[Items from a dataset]
(begin)

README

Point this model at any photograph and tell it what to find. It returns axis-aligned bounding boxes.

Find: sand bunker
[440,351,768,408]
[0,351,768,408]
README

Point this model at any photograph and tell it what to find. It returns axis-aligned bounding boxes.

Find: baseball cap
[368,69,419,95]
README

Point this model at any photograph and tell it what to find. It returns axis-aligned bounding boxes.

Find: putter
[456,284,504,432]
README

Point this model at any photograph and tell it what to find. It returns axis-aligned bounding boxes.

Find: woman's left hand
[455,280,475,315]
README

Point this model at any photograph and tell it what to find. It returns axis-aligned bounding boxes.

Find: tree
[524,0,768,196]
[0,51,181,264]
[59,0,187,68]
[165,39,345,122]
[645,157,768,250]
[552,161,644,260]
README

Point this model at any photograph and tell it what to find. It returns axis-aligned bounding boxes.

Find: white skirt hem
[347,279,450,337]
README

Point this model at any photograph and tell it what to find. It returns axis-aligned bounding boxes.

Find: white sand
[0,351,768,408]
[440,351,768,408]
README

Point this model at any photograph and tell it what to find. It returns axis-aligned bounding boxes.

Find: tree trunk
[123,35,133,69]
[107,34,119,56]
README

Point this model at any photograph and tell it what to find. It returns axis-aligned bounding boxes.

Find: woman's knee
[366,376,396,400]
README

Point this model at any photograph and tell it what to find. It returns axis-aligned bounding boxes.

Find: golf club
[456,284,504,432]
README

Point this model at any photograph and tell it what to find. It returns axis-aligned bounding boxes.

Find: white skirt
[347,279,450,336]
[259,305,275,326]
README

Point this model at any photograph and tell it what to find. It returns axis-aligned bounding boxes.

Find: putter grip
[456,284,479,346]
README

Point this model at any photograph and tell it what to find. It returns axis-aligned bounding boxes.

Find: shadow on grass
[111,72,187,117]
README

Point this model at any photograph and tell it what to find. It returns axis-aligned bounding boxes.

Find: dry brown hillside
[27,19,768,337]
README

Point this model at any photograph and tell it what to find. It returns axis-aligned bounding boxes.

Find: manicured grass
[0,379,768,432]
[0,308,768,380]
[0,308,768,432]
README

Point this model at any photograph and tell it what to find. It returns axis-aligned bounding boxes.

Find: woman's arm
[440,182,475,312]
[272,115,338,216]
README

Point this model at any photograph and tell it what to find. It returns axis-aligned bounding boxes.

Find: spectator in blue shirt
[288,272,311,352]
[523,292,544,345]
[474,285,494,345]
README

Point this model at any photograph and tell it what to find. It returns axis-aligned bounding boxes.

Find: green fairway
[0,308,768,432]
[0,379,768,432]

(end)

## CHALLENGE
How many lines in the material above contain the word "white"? Reply with the number only.

## REPLY TO THE TASK
3